→ **TEXTO FUENTE**

En América Latina (y España) se ha escuchado la persistente opinión de que un sector de las fuerzas armadas venezolanas debe levantarse contra Maduro, aunque otro sector permanezca leal a él. Para decirlo sin ambages, ese es un llamado a la guerra civil.
Otros piensan que los militares simplemente deben sacar a Maduro del poder. Ese es un llamado al golpe de Estado (y la izquierda se enerva cuando Maduro aprovecha estas imágenes para compararse con Allende).
Ahora que se ha erguido un nuevo líder de la oposición en Caracas, el presidente de la Asamblea Nacional Juan Guaidó, se ha comenzado a hablar de una transición negociada. Guaidó se ha querido adelantar al problema crítico de la justicia transicional, ofreciendo amnistías a los militares y hasta a los funcionarios de Maduro. El hecho cierto es que Guaidó carece de imperio ejecutivo: no es dueño de la fuerza, ni policial ni militar. Ni siquiera puede organizar las elecciones que su mandato le exige. No podría cumplir con las amnistías.
Por demás, una transición negociada pasa por la voluntad de entregar el poder, aunque sea con límites, como hicieron Franco, los dictadores de Brasil y Pinochet. Maduro no muestra nada de esa voluntad. Ni zorro ni mártir, es evidente que su futuro, su vida, como las de Diosdado Cabello, Tareck el Aissami, Delcy Rodríguez, dependen de permanecer en el poder. Fuera de allí es el destierro o la cárcel. ¿Y tendrían esos dirigentes su propio Punta Peuco o serían arrojados a uno de esos penales donde la población se mantiene estable sólo por el número de crímenes internos?

(Datos de localización por puntos para cada instancia)
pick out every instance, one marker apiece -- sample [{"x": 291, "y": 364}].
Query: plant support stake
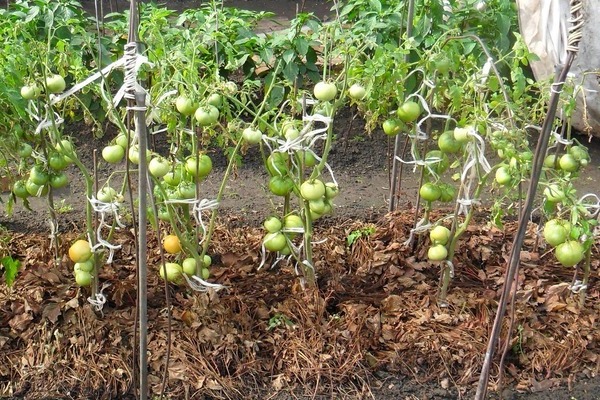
[
  {"x": 538, "y": 162},
  {"x": 397, "y": 141}
]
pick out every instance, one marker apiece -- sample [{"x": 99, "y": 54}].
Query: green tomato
[
  {"x": 569, "y": 253},
  {"x": 437, "y": 252},
  {"x": 392, "y": 127},
  {"x": 439, "y": 235},
  {"x": 55, "y": 83},
  {"x": 430, "y": 192},
  {"x": 30, "y": 92},
  {"x": 325, "y": 91},
  {"x": 409, "y": 111},
  {"x": 556, "y": 231},
  {"x": 113, "y": 154},
  {"x": 36, "y": 190},
  {"x": 313, "y": 189},
  {"x": 121, "y": 140}
]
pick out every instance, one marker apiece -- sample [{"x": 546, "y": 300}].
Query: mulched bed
[{"x": 376, "y": 310}]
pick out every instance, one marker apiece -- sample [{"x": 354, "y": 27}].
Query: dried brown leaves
[{"x": 376, "y": 308}]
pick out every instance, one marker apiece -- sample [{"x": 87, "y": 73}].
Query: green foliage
[{"x": 11, "y": 268}]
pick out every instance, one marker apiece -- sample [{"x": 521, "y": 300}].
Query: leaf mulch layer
[{"x": 376, "y": 311}]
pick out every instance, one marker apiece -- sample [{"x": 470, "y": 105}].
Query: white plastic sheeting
[{"x": 544, "y": 25}]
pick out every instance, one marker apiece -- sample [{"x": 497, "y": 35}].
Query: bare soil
[{"x": 372, "y": 330}]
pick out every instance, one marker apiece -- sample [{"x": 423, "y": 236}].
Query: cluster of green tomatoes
[{"x": 48, "y": 169}]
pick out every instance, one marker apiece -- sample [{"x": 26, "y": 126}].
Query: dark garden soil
[{"x": 373, "y": 329}]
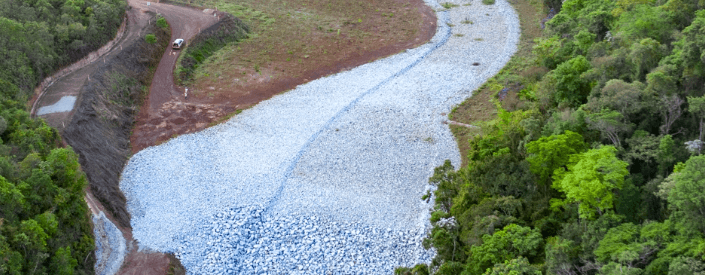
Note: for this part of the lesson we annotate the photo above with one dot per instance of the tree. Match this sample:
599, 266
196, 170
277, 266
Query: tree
62, 263
509, 243
666, 155
610, 124
696, 106
570, 86
561, 256
625, 98
517, 266
645, 55
590, 180
670, 109
694, 44
687, 197
549, 153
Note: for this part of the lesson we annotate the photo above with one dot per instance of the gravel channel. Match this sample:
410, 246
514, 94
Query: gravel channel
109, 245
326, 178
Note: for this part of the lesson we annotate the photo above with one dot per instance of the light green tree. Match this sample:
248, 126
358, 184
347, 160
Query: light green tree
509, 243
517, 266
687, 197
696, 106
549, 153
590, 180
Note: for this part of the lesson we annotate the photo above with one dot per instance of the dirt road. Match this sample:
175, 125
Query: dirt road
70, 85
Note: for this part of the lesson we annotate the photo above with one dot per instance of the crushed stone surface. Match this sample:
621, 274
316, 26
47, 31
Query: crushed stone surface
326, 178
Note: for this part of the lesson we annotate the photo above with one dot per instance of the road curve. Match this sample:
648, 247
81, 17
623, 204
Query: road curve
331, 171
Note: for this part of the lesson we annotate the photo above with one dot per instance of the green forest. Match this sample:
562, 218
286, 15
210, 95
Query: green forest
44, 222
602, 168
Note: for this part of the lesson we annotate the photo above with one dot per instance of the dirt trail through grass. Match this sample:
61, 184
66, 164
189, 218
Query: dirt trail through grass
291, 43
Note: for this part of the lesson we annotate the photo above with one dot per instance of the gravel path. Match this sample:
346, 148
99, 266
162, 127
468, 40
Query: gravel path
110, 245
326, 178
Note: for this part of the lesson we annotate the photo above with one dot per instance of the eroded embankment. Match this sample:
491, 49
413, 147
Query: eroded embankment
100, 128
326, 178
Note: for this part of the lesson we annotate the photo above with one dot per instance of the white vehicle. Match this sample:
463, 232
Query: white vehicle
177, 44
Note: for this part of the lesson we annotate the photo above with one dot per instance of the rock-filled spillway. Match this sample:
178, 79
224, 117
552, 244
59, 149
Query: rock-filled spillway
326, 178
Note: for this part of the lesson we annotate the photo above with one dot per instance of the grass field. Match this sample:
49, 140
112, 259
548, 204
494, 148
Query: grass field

→ **QUÉ HARÁS**
¿Puedes citar del texto sobre Venezuela todo lo que va desde "Otros piensan que" hasta "compararse con Allende).", sin alterar una sola palabra?

→ **TU RESPUESTA**
Otros piensan que los militares simplemente deben sacar a Maduro del poder. Ese es un llamado al golpe de Estado (y la izquierda se enerva cuando Maduro aprovecha estas imágenes para compararse con Allende).